● **Required action A**:
In the profile of Renato Soibelmann Procianoy, where did he complete his fellowship in Neonatology?
● **Required action B**:
Using the profile of Renato Soibelmann Procianoy, explain what makes his work in neonatology significant.
● **Required action C**:
From the profile of Renato Soibelmann Procianoy, write out everything from "Brazilian physician, professor, researcher" down to "Porto Alegre (HCPA).".

Brazilian physician, professor, researcher

Renato Soibelmann Procianoy is a Brazilian physician, university professor, and medical researcher whose work in neonatology has contributed significantly to clinical protocols and medical education in Brazil and internationally. He is a full professor of Pediatrics at the Federal University of Rio Grande do Sul (UFRGS) and preceptor of the Neonatology Residency Program at the Hospital de Clínicas de Porto Alegre (HCPA).

== Academic background and career ==
Procianoy earned his medical degree from the Federal University of Rio Grande do Sul and completed his residency in Pediatrics at the Hospital dos Servidores do Estado in Rio de Janeiro. He went on to complete both a master's degree and a Ph.D. at the University of São Paulo. He later trained in the United States, completing a fellowship in Neonatology at Texas Children’s Hospital, affiliated with the Baylor College of Medicine.

● **Study material**:
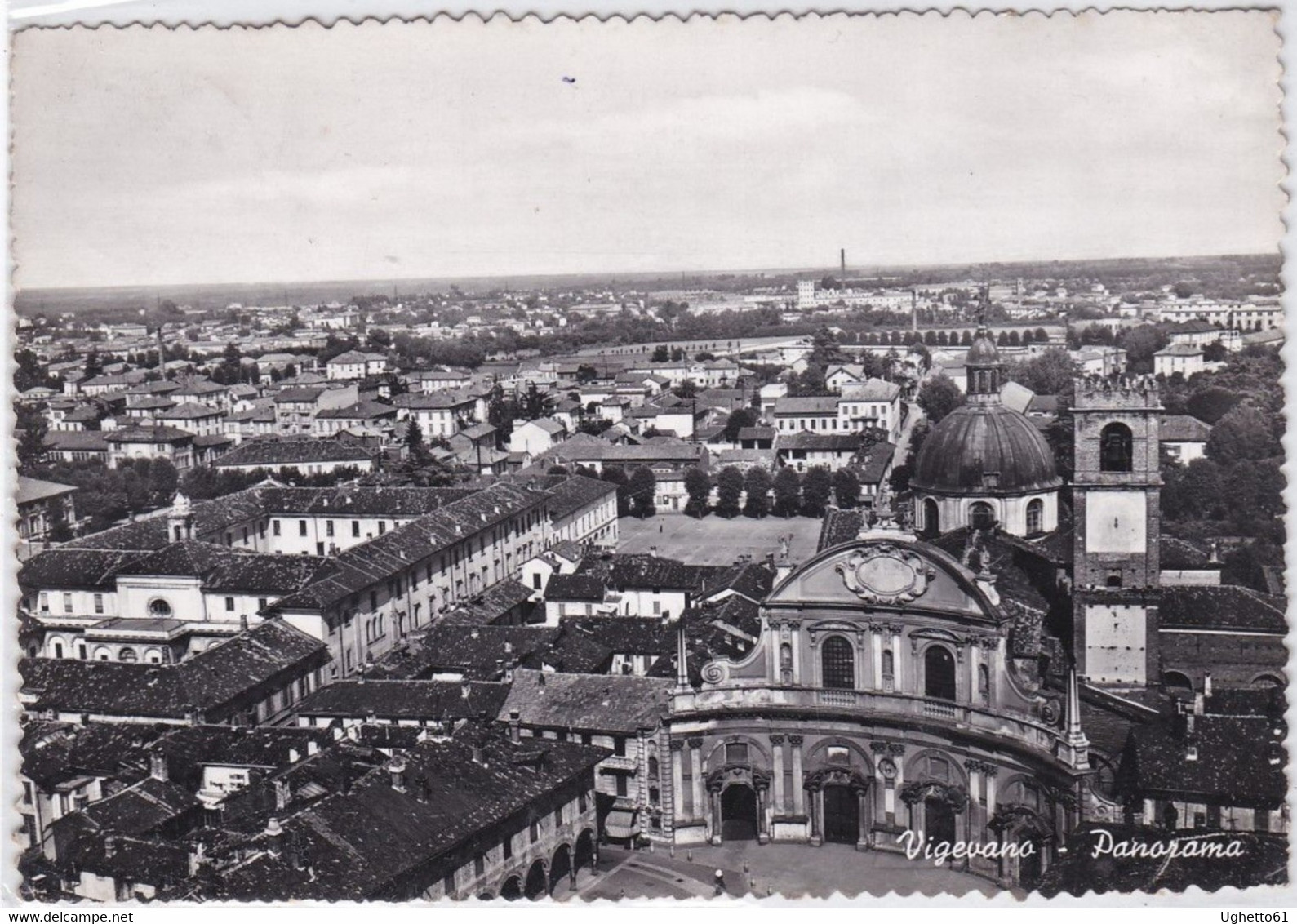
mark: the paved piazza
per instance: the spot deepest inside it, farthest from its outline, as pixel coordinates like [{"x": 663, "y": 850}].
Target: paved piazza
[
  {"x": 713, "y": 540},
  {"x": 776, "y": 868}
]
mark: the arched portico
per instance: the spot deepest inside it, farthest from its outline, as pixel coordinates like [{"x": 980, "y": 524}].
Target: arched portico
[
  {"x": 733, "y": 811},
  {"x": 839, "y": 806}
]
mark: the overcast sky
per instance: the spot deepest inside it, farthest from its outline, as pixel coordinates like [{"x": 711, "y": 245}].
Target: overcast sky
[{"x": 388, "y": 151}]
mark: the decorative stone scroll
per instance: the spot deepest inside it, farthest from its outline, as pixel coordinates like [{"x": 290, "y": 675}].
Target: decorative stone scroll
[
  {"x": 836, "y": 776},
  {"x": 715, "y": 673},
  {"x": 955, "y": 797},
  {"x": 886, "y": 574}
]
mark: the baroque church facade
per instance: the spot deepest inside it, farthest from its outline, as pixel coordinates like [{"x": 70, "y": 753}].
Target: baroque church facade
[{"x": 935, "y": 684}]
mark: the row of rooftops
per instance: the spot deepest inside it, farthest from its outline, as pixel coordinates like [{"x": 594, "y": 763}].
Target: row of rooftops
[{"x": 209, "y": 686}]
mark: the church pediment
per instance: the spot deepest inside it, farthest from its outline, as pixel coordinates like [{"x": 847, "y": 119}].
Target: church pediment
[{"x": 882, "y": 574}]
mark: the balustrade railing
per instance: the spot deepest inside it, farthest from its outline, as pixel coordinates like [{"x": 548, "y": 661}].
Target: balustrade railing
[{"x": 975, "y": 715}]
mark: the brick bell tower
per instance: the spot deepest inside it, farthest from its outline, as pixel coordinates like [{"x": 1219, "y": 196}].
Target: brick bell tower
[{"x": 1117, "y": 510}]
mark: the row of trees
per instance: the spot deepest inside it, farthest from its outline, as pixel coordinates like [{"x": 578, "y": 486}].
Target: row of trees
[{"x": 755, "y": 493}]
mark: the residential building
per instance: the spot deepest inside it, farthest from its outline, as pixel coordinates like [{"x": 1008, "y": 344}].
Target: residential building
[
  {"x": 1182, "y": 358},
  {"x": 42, "y": 505},
  {"x": 151, "y": 442}
]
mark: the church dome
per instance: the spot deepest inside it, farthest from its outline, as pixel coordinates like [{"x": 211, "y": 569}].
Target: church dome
[
  {"x": 982, "y": 351},
  {"x": 984, "y": 449}
]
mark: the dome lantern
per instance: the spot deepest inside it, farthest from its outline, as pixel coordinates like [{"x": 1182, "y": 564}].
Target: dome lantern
[{"x": 984, "y": 369}]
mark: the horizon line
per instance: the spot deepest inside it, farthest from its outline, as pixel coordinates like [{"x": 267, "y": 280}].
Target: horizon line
[{"x": 786, "y": 270}]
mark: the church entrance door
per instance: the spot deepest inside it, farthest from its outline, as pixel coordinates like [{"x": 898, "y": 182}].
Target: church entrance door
[
  {"x": 841, "y": 815},
  {"x": 738, "y": 813},
  {"x": 1030, "y": 855},
  {"x": 938, "y": 822}
]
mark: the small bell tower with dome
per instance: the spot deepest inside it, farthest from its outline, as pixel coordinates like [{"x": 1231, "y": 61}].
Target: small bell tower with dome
[
  {"x": 1117, "y": 509},
  {"x": 984, "y": 464},
  {"x": 984, "y": 369}
]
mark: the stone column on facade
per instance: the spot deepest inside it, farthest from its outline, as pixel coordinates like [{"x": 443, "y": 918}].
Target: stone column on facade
[
  {"x": 975, "y": 769},
  {"x": 876, "y": 642},
  {"x": 777, "y": 774},
  {"x": 795, "y": 640},
  {"x": 863, "y": 814},
  {"x": 677, "y": 779},
  {"x": 898, "y": 662},
  {"x": 695, "y": 767},
  {"x": 816, "y": 816},
  {"x": 799, "y": 794},
  {"x": 773, "y": 648},
  {"x": 716, "y": 814}
]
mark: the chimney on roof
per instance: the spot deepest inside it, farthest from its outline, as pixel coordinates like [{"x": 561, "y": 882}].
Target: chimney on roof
[
  {"x": 396, "y": 770},
  {"x": 198, "y": 857},
  {"x": 274, "y": 836}
]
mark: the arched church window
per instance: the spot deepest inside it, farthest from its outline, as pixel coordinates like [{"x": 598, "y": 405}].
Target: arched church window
[
  {"x": 982, "y": 515},
  {"x": 939, "y": 673},
  {"x": 838, "y": 664},
  {"x": 1116, "y": 448},
  {"x": 931, "y": 517},
  {"x": 1035, "y": 515}
]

● **Problem solution A**:
At Texas Children’s Hospital, affiliated with the Baylor College of Medicine, in the United States.

● **Problem solution B**:
His work in neonatology has contributed significantly to clinical protocols and to medical education, both in Brazil and internationally.

● **Problem solution C**:
Brazilian physician, professor, researcher

Renato Soibelmann Procianoy is a Brazilian physician, university professor, and medical researcher whose work in neonatology has contributed significantly to clinical protocols and medical education in Brazil and internationally. He is a full professor of Pediatrics at the Federal University of Rio Grande do Sul (UFRGS) and preceptor of the Neonatology Residency Program at the Hospital de Clínicas de Porto Alegre (HCPA).